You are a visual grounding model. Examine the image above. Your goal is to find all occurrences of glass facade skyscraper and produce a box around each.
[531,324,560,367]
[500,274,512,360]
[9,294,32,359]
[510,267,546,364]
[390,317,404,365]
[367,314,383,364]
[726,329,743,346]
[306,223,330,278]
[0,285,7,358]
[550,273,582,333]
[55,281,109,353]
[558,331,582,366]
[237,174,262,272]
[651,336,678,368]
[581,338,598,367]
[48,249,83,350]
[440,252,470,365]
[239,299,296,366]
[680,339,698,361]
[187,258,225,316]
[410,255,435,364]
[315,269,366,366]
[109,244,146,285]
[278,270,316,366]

■ ■ ■ ■ ■ ■ ■

TRY IT ::
Could you retype every record above exactly as it appears?

SOLUTION ::
You are a visual grounding model. Examine the image above. Your goal is to find all occurrences of glass facade skyscraper and produce a box around each.
[531,324,560,367]
[500,274,512,360]
[9,294,32,359]
[510,267,546,364]
[390,317,404,365]
[367,314,383,364]
[726,329,743,346]
[306,223,330,278]
[0,285,7,358]
[550,273,582,333]
[55,281,109,353]
[558,331,582,366]
[237,174,262,272]
[651,336,678,368]
[581,338,598,367]
[48,249,83,350]
[440,252,470,365]
[239,299,296,366]
[680,339,698,361]
[187,258,225,316]
[410,255,435,364]
[315,269,366,366]
[109,244,146,285]
[278,270,316,366]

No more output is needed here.